Instruction
Please pick out and copy each line in the entries below that contains the string "jacket". Only matches with the same capitalization count.
______
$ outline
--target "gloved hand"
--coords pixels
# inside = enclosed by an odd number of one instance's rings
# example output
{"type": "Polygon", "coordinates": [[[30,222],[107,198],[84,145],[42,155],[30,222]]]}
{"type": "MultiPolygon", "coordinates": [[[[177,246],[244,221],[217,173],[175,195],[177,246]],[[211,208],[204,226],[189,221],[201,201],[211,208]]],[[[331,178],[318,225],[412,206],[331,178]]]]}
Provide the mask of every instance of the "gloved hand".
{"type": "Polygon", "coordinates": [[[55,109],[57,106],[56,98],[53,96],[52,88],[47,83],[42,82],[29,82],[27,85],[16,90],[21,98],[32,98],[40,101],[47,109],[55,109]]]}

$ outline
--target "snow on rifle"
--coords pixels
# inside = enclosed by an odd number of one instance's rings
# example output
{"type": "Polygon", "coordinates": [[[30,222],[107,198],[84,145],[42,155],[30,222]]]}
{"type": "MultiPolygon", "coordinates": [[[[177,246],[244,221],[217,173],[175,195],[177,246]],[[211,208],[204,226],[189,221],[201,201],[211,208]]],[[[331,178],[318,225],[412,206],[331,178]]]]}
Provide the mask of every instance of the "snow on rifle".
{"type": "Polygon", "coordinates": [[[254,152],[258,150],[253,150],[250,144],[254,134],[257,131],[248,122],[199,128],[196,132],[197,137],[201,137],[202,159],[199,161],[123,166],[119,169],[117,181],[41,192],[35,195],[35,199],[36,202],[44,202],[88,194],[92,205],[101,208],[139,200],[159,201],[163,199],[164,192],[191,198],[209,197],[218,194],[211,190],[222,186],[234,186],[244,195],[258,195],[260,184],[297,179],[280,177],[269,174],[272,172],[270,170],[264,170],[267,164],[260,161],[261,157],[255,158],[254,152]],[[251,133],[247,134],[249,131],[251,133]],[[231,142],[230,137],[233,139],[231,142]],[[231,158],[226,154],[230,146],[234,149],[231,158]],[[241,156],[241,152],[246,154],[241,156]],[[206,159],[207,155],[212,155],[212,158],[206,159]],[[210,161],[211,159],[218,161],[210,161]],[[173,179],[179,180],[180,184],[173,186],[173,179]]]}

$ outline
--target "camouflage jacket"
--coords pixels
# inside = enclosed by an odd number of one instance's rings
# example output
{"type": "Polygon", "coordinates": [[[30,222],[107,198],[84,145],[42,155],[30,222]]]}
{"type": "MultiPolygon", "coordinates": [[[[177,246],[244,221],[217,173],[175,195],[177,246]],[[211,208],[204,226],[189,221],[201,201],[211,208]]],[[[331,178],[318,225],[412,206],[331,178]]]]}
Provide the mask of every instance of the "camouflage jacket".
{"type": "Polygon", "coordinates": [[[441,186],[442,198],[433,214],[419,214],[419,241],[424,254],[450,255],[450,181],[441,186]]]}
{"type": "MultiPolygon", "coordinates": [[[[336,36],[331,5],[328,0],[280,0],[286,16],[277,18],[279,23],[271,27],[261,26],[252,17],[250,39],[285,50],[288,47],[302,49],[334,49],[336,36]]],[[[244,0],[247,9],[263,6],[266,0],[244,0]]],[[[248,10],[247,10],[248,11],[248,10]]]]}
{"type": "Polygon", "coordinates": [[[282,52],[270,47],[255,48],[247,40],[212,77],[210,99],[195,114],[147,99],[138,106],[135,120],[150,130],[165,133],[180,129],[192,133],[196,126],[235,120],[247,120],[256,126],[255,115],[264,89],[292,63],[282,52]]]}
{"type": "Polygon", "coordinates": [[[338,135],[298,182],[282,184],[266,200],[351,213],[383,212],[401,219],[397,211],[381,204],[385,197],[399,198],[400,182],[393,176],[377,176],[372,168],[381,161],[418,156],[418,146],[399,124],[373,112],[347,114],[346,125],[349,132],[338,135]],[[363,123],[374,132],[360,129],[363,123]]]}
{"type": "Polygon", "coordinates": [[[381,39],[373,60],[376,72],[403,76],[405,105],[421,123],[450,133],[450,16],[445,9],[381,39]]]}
______
Task output
--target "camouflage jacket"
Provide the mask of every instance of the "camouflage jacket".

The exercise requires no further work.